EXCERPT PROVIDED
===

Raquel is interested in studying the immune cells that are lodged in the human intestinal mucosa at single-cell resolution. After obtaining her degree in Biotechnology at the University of Salamanca (Spain), Raquel worked at the Cancer Research Center in Salamanca and completed her MSc studies. While working in this project, she realized research stays at the lab of Prof. Fritjof Lund-Johansen at the University of Oslo, where she acquired experience in novel multiplex bead-based immunoassays for large scale proteomic analysis. Then, Raquel went on to do her PhD in Prof. Frode Jahnsen’s lab at the Faculty of Medicine, University of Oslo. Her PhD work was focused on the longevity of the adaptive immune cell compartment in the human small intestine, with special focus on characterizing resident memory CD8+ and CD4+ T cells. Raquel obtained a Three-year Researcher Project grant with International Mobility from the Research Council of Norway and recently joined the Teichmann lab at Wellcome Sanger Institute (Cambridge, UK). She is currently studying the development and long-term maintenance of resident memory T cells in the human gut using single-cell multi-omics approaches.

===

WHAT THE TASK ASKS
From the researcher profile above, list every institution where Raquel studied, worked, or did research.

[Stored items]
===

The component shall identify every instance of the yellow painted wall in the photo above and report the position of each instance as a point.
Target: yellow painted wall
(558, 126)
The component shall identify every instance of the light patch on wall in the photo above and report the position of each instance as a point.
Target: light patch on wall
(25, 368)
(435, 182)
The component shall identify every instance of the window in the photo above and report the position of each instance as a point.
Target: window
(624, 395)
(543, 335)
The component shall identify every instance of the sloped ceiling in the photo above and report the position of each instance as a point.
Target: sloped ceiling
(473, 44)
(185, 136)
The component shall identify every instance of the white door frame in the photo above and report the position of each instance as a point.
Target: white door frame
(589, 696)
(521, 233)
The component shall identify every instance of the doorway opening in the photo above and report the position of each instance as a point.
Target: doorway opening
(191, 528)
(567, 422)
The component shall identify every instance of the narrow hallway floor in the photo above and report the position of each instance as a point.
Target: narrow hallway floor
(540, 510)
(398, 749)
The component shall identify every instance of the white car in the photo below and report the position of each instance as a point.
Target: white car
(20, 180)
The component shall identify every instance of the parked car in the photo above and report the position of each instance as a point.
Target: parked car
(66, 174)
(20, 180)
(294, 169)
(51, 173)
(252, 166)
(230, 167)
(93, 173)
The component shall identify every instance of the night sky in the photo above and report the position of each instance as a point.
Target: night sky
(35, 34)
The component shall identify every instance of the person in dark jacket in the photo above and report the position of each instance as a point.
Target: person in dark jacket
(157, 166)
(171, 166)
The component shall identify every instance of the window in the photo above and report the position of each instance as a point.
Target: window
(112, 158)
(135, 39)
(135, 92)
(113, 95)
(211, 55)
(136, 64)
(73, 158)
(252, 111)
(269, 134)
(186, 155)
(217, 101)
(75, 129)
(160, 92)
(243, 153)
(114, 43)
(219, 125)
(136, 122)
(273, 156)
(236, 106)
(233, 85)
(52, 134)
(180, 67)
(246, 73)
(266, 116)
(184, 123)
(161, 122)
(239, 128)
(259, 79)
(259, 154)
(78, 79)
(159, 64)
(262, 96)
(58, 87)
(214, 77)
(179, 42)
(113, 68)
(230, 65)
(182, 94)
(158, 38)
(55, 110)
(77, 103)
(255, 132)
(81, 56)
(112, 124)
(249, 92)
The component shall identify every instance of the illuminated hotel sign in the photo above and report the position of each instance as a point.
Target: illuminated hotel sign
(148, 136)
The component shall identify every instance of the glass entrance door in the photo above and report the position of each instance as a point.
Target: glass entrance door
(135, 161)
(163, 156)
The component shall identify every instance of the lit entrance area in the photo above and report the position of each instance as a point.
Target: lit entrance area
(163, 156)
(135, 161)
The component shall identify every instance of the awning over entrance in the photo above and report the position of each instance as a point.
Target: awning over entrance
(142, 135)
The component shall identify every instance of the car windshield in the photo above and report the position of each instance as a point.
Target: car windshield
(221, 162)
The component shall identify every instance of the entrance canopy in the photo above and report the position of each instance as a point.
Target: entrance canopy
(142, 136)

===

SOLUTION TO THIS PROBLEM
- University of Salamanca
- Cancer Research Center in Salamanca
- University of Oslo
- Wellcome Sanger Institute